# Your task
Identify every line in the entries below that contains the string "sign", and copy each such line in full. Case counts.

# Records shown
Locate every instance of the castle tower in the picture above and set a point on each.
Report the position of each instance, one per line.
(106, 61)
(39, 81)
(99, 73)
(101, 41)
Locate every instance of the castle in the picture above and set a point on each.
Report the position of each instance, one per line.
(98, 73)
...
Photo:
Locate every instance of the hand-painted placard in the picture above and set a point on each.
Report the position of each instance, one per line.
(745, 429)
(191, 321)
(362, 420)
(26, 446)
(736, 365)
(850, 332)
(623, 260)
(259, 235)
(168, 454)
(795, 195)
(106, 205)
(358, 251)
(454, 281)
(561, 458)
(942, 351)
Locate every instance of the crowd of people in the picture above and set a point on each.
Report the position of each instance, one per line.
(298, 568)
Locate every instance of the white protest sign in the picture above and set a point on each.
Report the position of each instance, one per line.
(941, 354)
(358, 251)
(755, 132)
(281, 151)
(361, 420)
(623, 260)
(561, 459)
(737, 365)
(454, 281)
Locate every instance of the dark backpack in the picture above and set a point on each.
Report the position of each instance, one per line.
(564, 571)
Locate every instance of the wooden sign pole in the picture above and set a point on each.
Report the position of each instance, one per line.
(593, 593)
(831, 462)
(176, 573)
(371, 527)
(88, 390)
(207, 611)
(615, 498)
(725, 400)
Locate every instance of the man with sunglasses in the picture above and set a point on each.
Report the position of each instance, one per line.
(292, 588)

# Task output
Locate every instance of the white protest sign in the picture above and set a point on each.
Locate every instance of the wooden sign pole in the picture above and set a point on each.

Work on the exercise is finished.